■ **Page excerpt**:
-=-=-

The SOAC was first tested at the High Speed Ground Test Center in Pueblo, Colorado. On August 11, 1973, the test train collided with a freight car due to a mis-set switch, killing the operator. The collision focused additional attention on the safety of the SOAC design.

After the initial testing, the SOAC set toured six rapid transit systems in five American cities for additional testing and public rides. (Two other rapid transit systems were excluded: then-newly opened BART used broad gauge tracks, while PATH had a small loading gauge that allowed only 51 ft-long, 2.8 m-wide cars.)

Revenue service began on the New York City Subway on May 17, 1974; the SOAC ran on the A, D, E, and N services until July 19. It was then operated in revenue service on the MBTA Red Line in Boston for a month beginning on August 19, 1974. The SOAC demonstrator was then tested on the CTS Airport Line later in 1974, with fifteen days of revenue service.

The SOAC next operated on the CTA Skokie Swift line for thirteen days of revenue service in January 1975. The cars were slightly wider and substantially longer than other CTA rolling stock; the platforms at the two Skokie Swift stations were modified with retractable edges. The next stop was Philadelphia, where the SOAC operated on revenue service on the SEPTA Broad Street Line from March 6 to April 2, 1975. Over this initial testing program, the SOAC operated 19595 miles over 104 days, carrying an estimated 312,000 passengers. After the completion of the original testing program, the SOAC was transferred to the PATCO Speedline for additional service, with non-revenue tests taking place on May 1, 1975. After vehicle modifications and insurance negotiations, a planned nine months of revenue service began on August 12, 1976. By the time operations ceased on January 24, 1977, the cars had only operated in revenue service for 23 days.

The SOAC was well received by the public, particularly due to the quiet operation and air conditioning, as well as by the train operators, who found it easy to control. The operating agencies had more mixed reactions; only some found it useful. After the SOAC and the mixed results of the US Standard Light Rail Vehicle program, UMTA did not pursue further vehicle designs, but instead focused on subsystem research. A number of design elements from the SOAC – including acoustic design, air-ride suspension, chopper propulsion controls, and traction motor ventilation – were incorporated on future rolling stock designs by numerous agencies.

The SOAC cars were stored at Boeing Vertol until May 1979, when one was shipped to the Budd Company and one to Pueblo, where they were used for additional subsystem testing. The two-car demonstrator was acquired by the Seashore Trolley Museum in Kennebunkport, Maine as a static display in 1989 and has remained there since.

-=-=-

■ **Things to do**:
**a)** In the SOAC passage, which museum acquired the two-car demonstrator in 1989?
**b)** Retype the SOAC passage from "After the initial" up to and including "of revenue service.".

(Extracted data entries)
-=-=-

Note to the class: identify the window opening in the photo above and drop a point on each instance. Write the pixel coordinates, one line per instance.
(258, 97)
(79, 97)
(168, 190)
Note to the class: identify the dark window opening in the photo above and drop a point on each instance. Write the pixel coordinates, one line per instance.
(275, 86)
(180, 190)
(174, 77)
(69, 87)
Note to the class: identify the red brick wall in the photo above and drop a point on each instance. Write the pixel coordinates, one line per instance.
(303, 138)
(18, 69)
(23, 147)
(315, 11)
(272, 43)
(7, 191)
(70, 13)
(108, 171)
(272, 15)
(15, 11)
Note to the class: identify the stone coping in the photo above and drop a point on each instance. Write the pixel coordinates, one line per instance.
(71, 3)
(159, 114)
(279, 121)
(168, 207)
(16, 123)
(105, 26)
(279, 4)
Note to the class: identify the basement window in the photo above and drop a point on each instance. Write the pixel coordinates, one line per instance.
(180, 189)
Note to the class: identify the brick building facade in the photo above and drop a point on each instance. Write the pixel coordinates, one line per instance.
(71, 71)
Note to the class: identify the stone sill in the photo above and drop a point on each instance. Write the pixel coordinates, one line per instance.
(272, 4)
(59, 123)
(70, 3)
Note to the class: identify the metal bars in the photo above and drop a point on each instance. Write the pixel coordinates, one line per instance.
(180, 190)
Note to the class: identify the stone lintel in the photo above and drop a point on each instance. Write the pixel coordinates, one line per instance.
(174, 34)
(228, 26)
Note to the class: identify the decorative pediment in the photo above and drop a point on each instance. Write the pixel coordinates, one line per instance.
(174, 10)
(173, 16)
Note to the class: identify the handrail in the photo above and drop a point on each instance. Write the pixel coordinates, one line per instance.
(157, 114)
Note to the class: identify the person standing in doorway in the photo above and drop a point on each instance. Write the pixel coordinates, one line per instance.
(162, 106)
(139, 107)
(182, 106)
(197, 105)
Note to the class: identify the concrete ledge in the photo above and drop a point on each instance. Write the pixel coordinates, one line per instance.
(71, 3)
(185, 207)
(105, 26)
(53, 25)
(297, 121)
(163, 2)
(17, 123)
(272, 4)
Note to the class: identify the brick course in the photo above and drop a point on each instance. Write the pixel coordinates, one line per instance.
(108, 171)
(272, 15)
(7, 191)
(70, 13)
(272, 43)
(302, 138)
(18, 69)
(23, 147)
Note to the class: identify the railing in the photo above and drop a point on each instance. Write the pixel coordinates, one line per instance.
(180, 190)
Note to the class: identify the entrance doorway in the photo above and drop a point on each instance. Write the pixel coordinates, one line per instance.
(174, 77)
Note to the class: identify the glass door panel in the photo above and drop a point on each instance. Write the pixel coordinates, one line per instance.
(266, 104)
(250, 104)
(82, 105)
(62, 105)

-=-=-

■ **Task-by-task solutions**:
**a)** The Seashore Trolley Museum in Kennebunkport, Maine

**b)**
After the initial testing, the SOAC set toured six rapid transit systems in five American cities for additional testing and public rides. (Two other rapid transit systems were excluded: then-newly opened BART used broad gauge tracks, while PATH had a small loading gauge that allowed only 51 ft-long, 2.8 m-wide cars.)

Revenue service began on the New York City Subway on May 17, 1974; the SOAC ran on the A, D, E, and N services until July 19. It was then operated in revenue service on the MBTA Red Line in Boston for a month beginning on August 19, 1974. The SOAC demonstrator was then tested on the CTS Airport Line later in 1974, with fifteen days of revenue service.